### TO DO
Find the line that contains "Task: for the greenhouse-bench survey, tag the red bush". Output it and every line after it to the end of the records, exactly as they appear.

(Records excerpted from a collection)
##########

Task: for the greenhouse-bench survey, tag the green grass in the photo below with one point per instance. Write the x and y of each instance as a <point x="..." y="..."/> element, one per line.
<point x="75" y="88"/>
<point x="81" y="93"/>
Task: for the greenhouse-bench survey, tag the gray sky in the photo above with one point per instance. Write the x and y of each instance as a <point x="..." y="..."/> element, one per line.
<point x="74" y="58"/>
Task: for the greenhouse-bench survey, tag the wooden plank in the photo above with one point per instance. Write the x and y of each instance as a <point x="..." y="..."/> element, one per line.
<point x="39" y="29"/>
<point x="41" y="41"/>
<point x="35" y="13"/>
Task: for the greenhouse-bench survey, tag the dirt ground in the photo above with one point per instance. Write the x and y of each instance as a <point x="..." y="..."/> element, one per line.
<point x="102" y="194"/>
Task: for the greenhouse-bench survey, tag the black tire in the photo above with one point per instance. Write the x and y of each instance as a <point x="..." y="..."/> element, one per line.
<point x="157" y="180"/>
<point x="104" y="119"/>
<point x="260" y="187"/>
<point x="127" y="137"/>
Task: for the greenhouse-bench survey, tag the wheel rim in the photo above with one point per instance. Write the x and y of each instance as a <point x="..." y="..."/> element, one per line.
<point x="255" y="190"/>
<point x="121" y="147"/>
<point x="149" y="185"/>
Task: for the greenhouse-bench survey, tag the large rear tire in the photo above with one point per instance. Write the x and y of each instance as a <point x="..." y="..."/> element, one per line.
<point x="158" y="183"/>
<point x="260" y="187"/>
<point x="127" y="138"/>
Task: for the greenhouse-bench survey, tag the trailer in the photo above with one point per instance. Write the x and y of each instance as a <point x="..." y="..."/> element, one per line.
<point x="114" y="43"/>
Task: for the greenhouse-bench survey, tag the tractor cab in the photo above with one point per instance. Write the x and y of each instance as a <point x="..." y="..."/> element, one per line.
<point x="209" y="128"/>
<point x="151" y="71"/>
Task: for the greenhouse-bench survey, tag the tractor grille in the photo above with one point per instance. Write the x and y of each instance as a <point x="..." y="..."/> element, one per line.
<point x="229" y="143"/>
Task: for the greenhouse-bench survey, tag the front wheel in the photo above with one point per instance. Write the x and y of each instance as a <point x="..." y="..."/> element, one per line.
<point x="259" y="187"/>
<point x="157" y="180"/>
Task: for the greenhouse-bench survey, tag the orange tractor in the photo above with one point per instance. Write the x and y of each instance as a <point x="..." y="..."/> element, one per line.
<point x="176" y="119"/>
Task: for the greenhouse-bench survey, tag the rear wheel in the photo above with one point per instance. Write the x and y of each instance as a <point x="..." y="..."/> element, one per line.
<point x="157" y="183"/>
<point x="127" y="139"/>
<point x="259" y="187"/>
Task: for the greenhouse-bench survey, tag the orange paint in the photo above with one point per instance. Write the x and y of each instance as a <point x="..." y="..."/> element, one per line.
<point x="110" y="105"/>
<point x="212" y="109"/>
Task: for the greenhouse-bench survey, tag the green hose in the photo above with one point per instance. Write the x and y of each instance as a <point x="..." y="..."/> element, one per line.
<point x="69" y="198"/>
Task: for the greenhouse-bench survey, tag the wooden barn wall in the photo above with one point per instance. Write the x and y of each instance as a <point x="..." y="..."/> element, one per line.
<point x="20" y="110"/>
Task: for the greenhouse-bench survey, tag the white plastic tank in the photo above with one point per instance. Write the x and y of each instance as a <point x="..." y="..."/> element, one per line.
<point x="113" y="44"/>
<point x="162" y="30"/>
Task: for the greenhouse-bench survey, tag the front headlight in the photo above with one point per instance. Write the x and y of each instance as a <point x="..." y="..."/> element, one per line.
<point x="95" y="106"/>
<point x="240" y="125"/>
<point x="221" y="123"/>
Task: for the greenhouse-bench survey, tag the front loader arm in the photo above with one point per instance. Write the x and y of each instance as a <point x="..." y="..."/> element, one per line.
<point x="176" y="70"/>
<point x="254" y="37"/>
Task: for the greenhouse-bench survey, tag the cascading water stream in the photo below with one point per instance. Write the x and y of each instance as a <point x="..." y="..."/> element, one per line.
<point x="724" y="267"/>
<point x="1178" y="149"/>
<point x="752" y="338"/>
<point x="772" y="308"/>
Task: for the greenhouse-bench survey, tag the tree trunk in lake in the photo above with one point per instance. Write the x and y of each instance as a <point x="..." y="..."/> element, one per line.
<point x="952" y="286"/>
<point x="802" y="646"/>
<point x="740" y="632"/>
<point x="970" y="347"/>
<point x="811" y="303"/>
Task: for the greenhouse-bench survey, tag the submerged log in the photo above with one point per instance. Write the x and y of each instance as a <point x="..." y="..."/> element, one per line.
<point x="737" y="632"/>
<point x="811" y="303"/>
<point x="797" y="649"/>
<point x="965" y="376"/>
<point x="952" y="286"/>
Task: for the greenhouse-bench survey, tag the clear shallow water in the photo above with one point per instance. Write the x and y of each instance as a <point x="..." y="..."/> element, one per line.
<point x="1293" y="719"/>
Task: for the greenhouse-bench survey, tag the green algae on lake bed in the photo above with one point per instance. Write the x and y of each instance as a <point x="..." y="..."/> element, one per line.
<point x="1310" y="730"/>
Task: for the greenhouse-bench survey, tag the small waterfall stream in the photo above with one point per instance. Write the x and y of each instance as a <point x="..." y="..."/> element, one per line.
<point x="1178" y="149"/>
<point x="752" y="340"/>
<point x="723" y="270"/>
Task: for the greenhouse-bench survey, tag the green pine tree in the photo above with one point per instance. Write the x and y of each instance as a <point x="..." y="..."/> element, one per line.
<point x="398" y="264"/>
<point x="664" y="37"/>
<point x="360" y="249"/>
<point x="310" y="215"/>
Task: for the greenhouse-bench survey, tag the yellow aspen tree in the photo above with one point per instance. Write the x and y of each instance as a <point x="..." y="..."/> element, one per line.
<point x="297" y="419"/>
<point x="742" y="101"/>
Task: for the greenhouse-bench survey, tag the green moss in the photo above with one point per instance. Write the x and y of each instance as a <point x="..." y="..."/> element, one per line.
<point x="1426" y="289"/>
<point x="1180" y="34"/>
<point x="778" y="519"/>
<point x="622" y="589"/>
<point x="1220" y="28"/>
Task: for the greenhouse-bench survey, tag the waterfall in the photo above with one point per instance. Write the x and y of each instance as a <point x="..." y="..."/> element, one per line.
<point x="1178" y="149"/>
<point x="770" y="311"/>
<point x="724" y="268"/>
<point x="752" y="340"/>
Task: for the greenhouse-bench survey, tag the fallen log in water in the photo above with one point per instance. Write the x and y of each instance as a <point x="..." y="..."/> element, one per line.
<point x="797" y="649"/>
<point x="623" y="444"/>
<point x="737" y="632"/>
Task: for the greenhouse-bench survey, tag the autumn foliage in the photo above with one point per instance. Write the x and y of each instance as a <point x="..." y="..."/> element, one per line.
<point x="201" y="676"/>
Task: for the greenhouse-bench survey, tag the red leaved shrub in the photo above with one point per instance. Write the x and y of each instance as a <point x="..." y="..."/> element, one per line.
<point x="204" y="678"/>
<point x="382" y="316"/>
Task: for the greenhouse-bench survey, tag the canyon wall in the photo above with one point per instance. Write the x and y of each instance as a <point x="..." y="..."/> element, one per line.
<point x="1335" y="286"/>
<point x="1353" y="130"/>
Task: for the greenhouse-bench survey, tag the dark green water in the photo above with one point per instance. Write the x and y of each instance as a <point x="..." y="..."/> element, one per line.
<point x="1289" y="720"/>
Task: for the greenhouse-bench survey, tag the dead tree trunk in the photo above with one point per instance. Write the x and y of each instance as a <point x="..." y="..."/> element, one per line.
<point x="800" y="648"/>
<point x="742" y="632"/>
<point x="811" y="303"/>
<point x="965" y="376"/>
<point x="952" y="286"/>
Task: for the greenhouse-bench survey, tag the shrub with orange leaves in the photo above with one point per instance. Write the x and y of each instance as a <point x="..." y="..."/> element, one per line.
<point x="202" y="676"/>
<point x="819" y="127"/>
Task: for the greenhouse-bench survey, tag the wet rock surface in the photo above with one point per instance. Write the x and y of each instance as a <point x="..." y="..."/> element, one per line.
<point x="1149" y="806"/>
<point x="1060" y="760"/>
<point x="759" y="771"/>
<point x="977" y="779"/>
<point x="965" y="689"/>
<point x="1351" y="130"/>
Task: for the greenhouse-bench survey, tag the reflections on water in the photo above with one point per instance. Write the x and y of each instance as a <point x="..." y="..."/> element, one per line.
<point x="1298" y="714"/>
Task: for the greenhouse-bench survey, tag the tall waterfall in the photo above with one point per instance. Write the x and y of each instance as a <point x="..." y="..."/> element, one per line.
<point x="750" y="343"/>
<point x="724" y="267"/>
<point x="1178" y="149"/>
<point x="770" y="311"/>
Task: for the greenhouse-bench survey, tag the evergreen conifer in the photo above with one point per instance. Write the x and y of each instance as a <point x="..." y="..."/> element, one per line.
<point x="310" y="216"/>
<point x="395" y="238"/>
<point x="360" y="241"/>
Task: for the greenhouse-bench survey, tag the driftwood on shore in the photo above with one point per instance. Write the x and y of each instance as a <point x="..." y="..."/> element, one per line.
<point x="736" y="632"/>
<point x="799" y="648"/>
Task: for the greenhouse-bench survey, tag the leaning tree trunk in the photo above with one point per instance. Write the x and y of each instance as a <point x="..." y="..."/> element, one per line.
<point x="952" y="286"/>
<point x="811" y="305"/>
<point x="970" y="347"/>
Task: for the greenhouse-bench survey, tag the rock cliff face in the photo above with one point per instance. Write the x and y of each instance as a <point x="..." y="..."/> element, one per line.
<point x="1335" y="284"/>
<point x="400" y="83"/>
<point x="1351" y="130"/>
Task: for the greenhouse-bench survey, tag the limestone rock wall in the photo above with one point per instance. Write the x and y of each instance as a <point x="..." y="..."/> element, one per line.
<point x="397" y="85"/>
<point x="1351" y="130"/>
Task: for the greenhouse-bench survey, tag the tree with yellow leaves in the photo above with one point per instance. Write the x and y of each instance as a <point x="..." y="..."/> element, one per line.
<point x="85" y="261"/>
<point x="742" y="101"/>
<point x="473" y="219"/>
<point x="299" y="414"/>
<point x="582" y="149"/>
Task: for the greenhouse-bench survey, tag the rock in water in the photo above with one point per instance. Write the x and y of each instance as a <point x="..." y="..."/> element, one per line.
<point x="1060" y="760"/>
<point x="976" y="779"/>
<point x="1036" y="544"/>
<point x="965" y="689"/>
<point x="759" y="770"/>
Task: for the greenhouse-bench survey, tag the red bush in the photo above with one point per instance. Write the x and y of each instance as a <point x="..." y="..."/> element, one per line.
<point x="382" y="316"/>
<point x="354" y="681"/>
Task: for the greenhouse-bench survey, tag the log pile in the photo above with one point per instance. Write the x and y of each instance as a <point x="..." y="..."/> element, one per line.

##########

### ANSWER BELOW
Task: for the greenhouse-bench survey, tag the red bush in the photo above with one point per instance. Write the x and y of each instance as a <point x="..." y="..."/> element, one per line.
<point x="382" y="316"/>
<point x="354" y="681"/>
Task: for the greenhouse-bench survey, tag the log pile in the photo above with one point per instance. Write the x and y of each instance as a <point x="..." y="..."/> element, one per line.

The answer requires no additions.